_THE PROBLEM:_ Revise the lines from the first one through the line containing "top-left (133, 378), bottom-right (147, 394)", changing "cart wheel" to "wagon wheel" and leaving everything else as it is.

_EXERCISE MATERIALS:_
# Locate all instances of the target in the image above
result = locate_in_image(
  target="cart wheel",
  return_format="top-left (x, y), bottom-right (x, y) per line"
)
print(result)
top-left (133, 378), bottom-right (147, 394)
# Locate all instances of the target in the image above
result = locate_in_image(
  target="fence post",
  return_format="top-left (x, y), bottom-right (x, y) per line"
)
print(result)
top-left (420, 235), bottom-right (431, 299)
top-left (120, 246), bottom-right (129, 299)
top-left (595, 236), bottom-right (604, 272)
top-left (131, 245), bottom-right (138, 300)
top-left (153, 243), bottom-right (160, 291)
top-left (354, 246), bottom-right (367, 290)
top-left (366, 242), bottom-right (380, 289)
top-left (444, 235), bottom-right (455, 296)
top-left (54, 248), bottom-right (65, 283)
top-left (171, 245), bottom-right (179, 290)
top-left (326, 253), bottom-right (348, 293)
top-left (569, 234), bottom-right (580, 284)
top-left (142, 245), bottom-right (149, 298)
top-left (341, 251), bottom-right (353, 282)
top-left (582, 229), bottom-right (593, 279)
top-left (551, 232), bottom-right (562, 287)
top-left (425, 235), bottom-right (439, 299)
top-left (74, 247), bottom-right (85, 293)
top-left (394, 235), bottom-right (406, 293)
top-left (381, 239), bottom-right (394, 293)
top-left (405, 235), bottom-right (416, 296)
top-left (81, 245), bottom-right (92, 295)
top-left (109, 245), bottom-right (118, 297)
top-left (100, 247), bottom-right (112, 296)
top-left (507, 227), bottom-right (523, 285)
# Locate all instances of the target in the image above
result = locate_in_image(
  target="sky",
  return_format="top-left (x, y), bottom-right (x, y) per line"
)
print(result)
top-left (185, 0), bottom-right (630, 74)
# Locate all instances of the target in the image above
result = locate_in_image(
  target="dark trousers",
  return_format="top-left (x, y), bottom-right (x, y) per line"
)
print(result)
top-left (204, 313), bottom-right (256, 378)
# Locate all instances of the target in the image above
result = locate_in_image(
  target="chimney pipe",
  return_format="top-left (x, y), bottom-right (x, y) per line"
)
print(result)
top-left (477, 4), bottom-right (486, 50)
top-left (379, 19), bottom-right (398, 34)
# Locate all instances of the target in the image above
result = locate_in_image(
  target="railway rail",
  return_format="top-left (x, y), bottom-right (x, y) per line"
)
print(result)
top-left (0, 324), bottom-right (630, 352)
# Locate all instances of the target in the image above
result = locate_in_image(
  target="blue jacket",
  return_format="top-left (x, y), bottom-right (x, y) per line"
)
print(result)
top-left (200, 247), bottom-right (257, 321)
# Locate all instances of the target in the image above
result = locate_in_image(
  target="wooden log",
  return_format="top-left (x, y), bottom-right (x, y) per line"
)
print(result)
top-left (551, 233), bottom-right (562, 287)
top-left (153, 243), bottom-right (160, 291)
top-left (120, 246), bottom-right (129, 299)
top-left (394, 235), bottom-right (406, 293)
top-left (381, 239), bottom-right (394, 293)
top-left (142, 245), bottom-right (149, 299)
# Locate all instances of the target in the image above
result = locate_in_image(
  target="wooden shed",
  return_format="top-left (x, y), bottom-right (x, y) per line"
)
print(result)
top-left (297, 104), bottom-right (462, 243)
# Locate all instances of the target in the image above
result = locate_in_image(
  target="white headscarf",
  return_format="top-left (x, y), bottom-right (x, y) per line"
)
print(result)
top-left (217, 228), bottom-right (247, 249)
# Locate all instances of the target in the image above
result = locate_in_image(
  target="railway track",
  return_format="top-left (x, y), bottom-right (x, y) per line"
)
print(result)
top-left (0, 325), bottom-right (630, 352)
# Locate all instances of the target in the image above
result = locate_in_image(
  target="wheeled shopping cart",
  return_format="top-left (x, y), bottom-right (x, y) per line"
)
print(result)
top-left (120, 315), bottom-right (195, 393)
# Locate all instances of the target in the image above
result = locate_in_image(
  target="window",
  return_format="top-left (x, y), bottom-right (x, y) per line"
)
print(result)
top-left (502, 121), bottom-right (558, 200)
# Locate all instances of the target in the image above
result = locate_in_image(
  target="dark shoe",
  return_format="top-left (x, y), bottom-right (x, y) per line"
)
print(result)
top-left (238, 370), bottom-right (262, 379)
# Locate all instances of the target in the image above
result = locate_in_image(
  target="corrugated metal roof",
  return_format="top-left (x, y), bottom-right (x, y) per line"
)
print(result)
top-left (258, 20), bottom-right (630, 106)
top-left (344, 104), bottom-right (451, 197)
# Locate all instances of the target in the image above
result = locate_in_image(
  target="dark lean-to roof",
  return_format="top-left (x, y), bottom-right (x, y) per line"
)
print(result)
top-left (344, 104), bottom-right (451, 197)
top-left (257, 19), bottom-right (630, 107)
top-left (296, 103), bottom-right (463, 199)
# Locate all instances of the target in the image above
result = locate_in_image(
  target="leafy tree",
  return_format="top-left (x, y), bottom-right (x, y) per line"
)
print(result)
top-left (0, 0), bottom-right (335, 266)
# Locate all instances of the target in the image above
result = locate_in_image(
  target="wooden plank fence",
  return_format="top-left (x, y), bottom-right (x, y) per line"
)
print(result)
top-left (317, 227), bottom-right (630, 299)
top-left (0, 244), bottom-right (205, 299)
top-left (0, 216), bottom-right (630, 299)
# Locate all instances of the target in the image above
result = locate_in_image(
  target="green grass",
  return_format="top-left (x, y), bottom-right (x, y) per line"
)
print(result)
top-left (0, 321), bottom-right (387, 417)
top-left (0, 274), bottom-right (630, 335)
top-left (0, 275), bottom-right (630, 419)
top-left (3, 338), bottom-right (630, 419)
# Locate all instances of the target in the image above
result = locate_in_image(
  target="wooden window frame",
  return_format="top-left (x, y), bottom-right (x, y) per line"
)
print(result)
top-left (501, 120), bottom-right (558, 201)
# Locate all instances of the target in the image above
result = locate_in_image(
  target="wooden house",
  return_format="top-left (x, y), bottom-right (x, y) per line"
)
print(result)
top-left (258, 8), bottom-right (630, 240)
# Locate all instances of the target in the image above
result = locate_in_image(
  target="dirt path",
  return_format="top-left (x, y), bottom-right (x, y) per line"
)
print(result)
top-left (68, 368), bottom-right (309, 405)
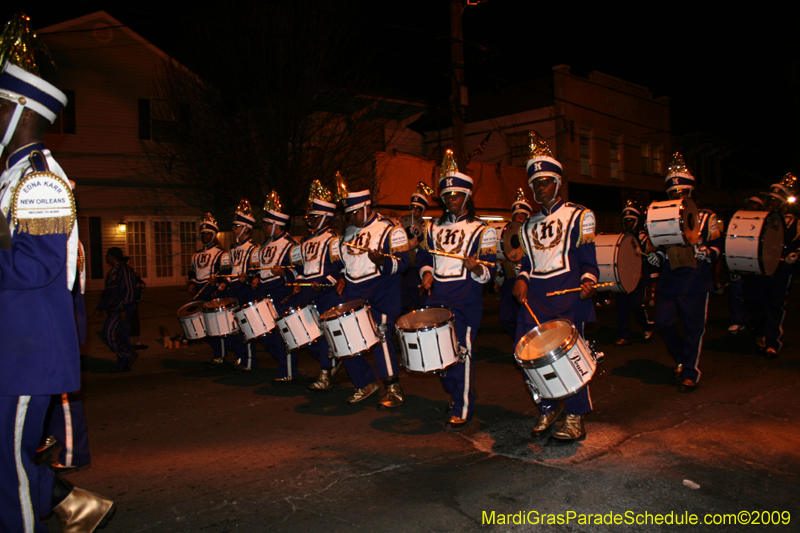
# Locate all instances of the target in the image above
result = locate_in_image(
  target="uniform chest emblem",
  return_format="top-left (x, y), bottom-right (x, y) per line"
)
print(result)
top-left (436, 228), bottom-right (467, 252)
top-left (531, 219), bottom-right (564, 251)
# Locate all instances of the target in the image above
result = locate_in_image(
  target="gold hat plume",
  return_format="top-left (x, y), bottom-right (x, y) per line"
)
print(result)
top-left (667, 152), bottom-right (691, 175)
top-left (308, 180), bottom-right (331, 206)
top-left (236, 198), bottom-right (253, 216)
top-left (0, 13), bottom-right (53, 76)
top-left (414, 181), bottom-right (436, 197)
top-left (336, 170), bottom-right (350, 202)
top-left (264, 189), bottom-right (283, 213)
top-left (528, 131), bottom-right (553, 161)
top-left (439, 148), bottom-right (458, 179)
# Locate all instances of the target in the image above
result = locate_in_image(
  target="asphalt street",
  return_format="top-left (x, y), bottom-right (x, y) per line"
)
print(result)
top-left (47, 287), bottom-right (800, 533)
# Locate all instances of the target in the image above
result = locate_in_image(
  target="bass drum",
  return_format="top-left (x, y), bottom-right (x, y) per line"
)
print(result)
top-left (725, 210), bottom-right (785, 276)
top-left (594, 233), bottom-right (642, 294)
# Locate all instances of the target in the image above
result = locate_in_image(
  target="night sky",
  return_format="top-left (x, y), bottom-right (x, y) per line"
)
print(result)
top-left (7, 0), bottom-right (800, 187)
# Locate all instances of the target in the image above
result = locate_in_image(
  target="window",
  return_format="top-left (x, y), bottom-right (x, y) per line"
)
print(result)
top-left (125, 221), bottom-right (147, 278)
top-left (181, 222), bottom-right (197, 276)
top-left (579, 128), bottom-right (592, 176)
top-left (153, 220), bottom-right (172, 278)
top-left (608, 133), bottom-right (622, 180)
top-left (139, 98), bottom-right (189, 143)
top-left (47, 90), bottom-right (76, 135)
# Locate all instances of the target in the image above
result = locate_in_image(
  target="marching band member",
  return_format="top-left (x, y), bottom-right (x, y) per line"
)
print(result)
top-left (495, 188), bottom-right (533, 339)
top-left (745, 173), bottom-right (800, 359)
top-left (253, 190), bottom-right (298, 383)
top-left (186, 213), bottom-right (231, 362)
top-left (0, 15), bottom-right (114, 532)
top-left (94, 246), bottom-right (137, 372)
top-left (648, 152), bottom-right (722, 392)
top-left (727, 196), bottom-right (765, 335)
top-left (417, 150), bottom-right (497, 431)
top-left (289, 180), bottom-right (343, 391)
top-left (514, 131), bottom-right (599, 442)
top-left (400, 181), bottom-right (434, 315)
top-left (614, 200), bottom-right (658, 346)
top-left (331, 172), bottom-right (408, 408)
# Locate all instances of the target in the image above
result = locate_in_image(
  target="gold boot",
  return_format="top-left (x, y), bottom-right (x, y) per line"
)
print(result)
top-left (53, 487), bottom-right (114, 533)
top-left (378, 382), bottom-right (406, 409)
top-left (347, 381), bottom-right (380, 404)
top-left (531, 403), bottom-right (564, 437)
top-left (306, 368), bottom-right (333, 390)
top-left (553, 415), bottom-right (586, 441)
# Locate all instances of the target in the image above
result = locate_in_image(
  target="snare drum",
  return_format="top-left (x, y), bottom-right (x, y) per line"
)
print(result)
top-left (514, 319), bottom-right (597, 403)
top-left (203, 298), bottom-right (239, 337)
top-left (394, 307), bottom-right (459, 372)
top-left (233, 298), bottom-right (278, 342)
top-left (178, 302), bottom-right (206, 340)
top-left (276, 302), bottom-right (322, 352)
top-left (594, 233), bottom-right (642, 294)
top-left (645, 197), bottom-right (700, 246)
top-left (725, 210), bottom-right (784, 276)
top-left (319, 300), bottom-right (381, 359)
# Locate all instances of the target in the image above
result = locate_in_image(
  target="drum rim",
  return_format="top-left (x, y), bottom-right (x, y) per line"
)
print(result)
top-left (319, 298), bottom-right (369, 322)
top-left (514, 318), bottom-right (578, 368)
top-left (394, 305), bottom-right (456, 333)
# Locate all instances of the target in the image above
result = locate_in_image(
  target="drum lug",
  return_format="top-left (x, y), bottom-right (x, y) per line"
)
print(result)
top-left (525, 379), bottom-right (542, 405)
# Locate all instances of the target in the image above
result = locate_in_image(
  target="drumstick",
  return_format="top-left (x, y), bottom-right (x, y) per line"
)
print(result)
top-left (428, 250), bottom-right (494, 267)
top-left (547, 281), bottom-right (614, 298)
top-left (524, 300), bottom-right (542, 328)
top-left (342, 242), bottom-right (397, 259)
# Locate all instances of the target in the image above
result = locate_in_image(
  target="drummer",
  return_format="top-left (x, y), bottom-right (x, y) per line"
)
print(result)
top-left (288, 180), bottom-right (343, 391)
top-left (332, 172), bottom-right (408, 408)
top-left (514, 131), bottom-right (599, 443)
top-left (417, 150), bottom-right (497, 431)
top-left (400, 181), bottom-right (433, 315)
top-left (186, 213), bottom-right (231, 361)
top-left (614, 200), bottom-right (658, 346)
top-left (648, 152), bottom-right (722, 392)
top-left (494, 188), bottom-right (533, 339)
top-left (746, 173), bottom-right (800, 359)
top-left (212, 198), bottom-right (259, 372)
top-left (252, 190), bottom-right (298, 383)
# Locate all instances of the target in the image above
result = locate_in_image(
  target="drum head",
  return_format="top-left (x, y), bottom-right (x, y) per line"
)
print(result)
top-left (760, 211), bottom-right (784, 276)
top-left (681, 197), bottom-right (700, 246)
top-left (395, 307), bottom-right (453, 331)
top-left (319, 300), bottom-right (367, 320)
top-left (502, 220), bottom-right (522, 262)
top-left (617, 233), bottom-right (642, 294)
top-left (203, 298), bottom-right (237, 313)
top-left (178, 301), bottom-right (205, 318)
top-left (514, 319), bottom-right (575, 367)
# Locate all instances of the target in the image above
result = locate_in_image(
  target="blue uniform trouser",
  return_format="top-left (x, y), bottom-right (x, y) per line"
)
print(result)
top-left (499, 278), bottom-right (519, 339)
top-left (617, 283), bottom-right (655, 341)
top-left (103, 304), bottom-right (136, 368)
top-left (344, 307), bottom-right (399, 389)
top-left (0, 394), bottom-right (55, 533)
top-left (47, 393), bottom-right (92, 466)
top-left (656, 292), bottom-right (708, 383)
top-left (728, 278), bottom-right (747, 326)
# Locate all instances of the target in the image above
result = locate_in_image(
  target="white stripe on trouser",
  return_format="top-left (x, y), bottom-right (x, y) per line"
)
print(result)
top-left (14, 396), bottom-right (34, 533)
top-left (694, 293), bottom-right (711, 382)
top-left (461, 326), bottom-right (472, 420)
top-left (61, 394), bottom-right (75, 466)
top-left (381, 315), bottom-right (394, 377)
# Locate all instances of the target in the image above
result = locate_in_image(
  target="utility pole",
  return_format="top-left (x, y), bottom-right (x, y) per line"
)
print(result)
top-left (450, 0), bottom-right (467, 172)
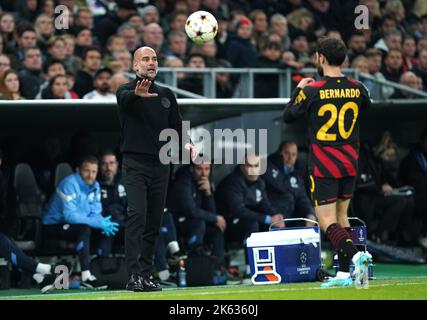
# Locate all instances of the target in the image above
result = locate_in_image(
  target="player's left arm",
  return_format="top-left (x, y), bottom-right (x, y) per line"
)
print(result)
top-left (360, 82), bottom-right (372, 110)
top-left (283, 78), bottom-right (314, 123)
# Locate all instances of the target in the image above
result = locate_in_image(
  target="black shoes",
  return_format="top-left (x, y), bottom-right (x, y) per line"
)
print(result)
top-left (80, 277), bottom-right (108, 290)
top-left (126, 274), bottom-right (162, 292)
top-left (39, 274), bottom-right (63, 293)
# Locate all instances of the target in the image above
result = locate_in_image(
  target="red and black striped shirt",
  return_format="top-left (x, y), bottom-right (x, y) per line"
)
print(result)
top-left (284, 77), bottom-right (371, 179)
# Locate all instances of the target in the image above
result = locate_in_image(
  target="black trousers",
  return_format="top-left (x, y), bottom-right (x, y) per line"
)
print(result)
top-left (122, 154), bottom-right (170, 275)
top-left (0, 232), bottom-right (37, 274)
top-left (43, 224), bottom-right (92, 271)
top-left (178, 218), bottom-right (224, 260)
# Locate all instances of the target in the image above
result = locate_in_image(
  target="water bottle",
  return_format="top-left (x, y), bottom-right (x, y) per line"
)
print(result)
top-left (178, 260), bottom-right (187, 288)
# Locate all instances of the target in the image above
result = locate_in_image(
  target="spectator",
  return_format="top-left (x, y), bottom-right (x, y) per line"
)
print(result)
top-left (73, 47), bottom-right (102, 98)
top-left (0, 69), bottom-right (24, 100)
top-left (127, 14), bottom-right (144, 35)
top-left (41, 72), bottom-right (71, 99)
top-left (42, 0), bottom-right (55, 18)
top-left (400, 129), bottom-right (427, 249)
top-left (402, 34), bottom-right (418, 72)
top-left (138, 5), bottom-right (160, 25)
top-left (249, 9), bottom-right (268, 44)
top-left (290, 31), bottom-right (310, 62)
top-left (110, 73), bottom-right (130, 94)
top-left (36, 58), bottom-right (69, 99)
top-left (187, 0), bottom-right (201, 12)
top-left (95, 0), bottom-right (136, 48)
top-left (261, 141), bottom-right (316, 224)
top-left (414, 14), bottom-right (427, 39)
top-left (353, 140), bottom-right (413, 245)
top-left (74, 27), bottom-right (94, 57)
top-left (363, 48), bottom-right (394, 100)
top-left (390, 71), bottom-right (419, 99)
top-left (110, 49), bottom-right (133, 77)
top-left (286, 8), bottom-right (317, 42)
top-left (255, 42), bottom-right (287, 98)
top-left (0, 53), bottom-right (10, 73)
top-left (65, 71), bottom-right (79, 99)
top-left (62, 34), bottom-right (82, 74)
top-left (74, 8), bottom-right (93, 30)
top-left (227, 17), bottom-right (257, 68)
top-left (42, 156), bottom-right (118, 290)
top-left (0, 149), bottom-right (12, 232)
top-left (305, 0), bottom-right (342, 37)
top-left (83, 68), bottom-right (116, 101)
top-left (414, 49), bottom-right (427, 91)
top-left (373, 15), bottom-right (398, 46)
top-left (142, 22), bottom-right (164, 60)
top-left (351, 55), bottom-right (369, 74)
top-left (417, 37), bottom-right (427, 53)
top-left (32, 14), bottom-right (55, 52)
top-left (0, 12), bottom-right (16, 50)
top-left (16, 0), bottom-right (41, 23)
top-left (117, 23), bottom-right (141, 54)
top-left (46, 36), bottom-right (67, 63)
top-left (270, 13), bottom-right (291, 51)
top-left (96, 149), bottom-right (127, 256)
top-left (14, 24), bottom-right (37, 63)
top-left (215, 59), bottom-right (234, 98)
top-left (164, 56), bottom-right (185, 81)
top-left (381, 49), bottom-right (403, 82)
top-left (170, 161), bottom-right (226, 261)
top-left (102, 34), bottom-right (127, 66)
top-left (215, 154), bottom-right (284, 274)
top-left (190, 40), bottom-right (218, 68)
top-left (165, 30), bottom-right (188, 60)
top-left (178, 54), bottom-right (206, 96)
top-left (19, 47), bottom-right (44, 99)
top-left (168, 12), bottom-right (188, 34)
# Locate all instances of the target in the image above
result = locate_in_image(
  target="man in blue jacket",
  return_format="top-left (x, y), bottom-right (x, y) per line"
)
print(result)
top-left (42, 156), bottom-right (118, 290)
top-left (262, 141), bottom-right (315, 224)
top-left (171, 162), bottom-right (226, 261)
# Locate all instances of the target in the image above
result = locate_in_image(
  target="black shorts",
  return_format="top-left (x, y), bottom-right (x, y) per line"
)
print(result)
top-left (310, 176), bottom-right (356, 207)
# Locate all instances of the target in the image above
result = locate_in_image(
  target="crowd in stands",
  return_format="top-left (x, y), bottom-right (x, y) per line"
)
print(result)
top-left (0, 0), bottom-right (427, 100)
top-left (0, 0), bottom-right (427, 288)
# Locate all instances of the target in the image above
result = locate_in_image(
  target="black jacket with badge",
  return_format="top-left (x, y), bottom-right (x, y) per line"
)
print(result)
top-left (215, 166), bottom-right (279, 223)
top-left (99, 174), bottom-right (127, 227)
top-left (262, 153), bottom-right (314, 218)
top-left (169, 165), bottom-right (217, 223)
top-left (117, 78), bottom-right (186, 157)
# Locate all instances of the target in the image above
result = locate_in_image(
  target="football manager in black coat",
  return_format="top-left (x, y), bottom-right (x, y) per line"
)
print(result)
top-left (117, 47), bottom-right (197, 291)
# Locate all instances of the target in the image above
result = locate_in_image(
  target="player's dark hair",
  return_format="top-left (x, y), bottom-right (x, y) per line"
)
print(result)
top-left (277, 140), bottom-right (298, 152)
top-left (316, 37), bottom-right (347, 66)
top-left (98, 148), bottom-right (117, 159)
top-left (78, 155), bottom-right (98, 168)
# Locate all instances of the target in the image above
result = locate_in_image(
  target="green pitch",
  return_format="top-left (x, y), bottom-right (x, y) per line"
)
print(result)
top-left (0, 264), bottom-right (427, 300)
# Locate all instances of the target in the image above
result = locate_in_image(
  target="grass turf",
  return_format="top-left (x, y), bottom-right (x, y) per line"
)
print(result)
top-left (0, 264), bottom-right (427, 300)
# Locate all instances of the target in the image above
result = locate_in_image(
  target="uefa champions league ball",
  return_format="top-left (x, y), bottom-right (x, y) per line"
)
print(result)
top-left (185, 11), bottom-right (218, 44)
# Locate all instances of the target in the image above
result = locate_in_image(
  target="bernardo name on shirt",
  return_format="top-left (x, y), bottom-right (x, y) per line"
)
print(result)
top-left (319, 88), bottom-right (360, 100)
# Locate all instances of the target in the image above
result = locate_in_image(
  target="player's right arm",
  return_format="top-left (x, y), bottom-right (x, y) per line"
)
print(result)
top-left (283, 78), bottom-right (314, 123)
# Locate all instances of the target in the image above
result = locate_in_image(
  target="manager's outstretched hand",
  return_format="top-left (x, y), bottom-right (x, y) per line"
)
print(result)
top-left (135, 79), bottom-right (158, 98)
top-left (184, 143), bottom-right (199, 161)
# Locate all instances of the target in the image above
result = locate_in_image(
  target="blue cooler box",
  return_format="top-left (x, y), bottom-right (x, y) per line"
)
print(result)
top-left (246, 226), bottom-right (321, 285)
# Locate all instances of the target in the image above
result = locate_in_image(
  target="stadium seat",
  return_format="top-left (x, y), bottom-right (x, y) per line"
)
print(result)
top-left (13, 163), bottom-right (45, 251)
top-left (55, 162), bottom-right (73, 188)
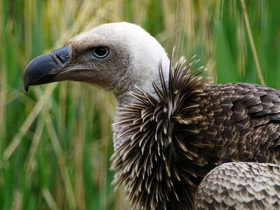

_ANSWER TO THIS PROBLEM:_
# Locate all instances of the target in the image above
result = locate_in_image(
  target="wagon wheel",
  return_format="top-left (x, y), bottom-right (x, y) per line"
)
print(result)
top-left (133, 378), bottom-right (147, 394)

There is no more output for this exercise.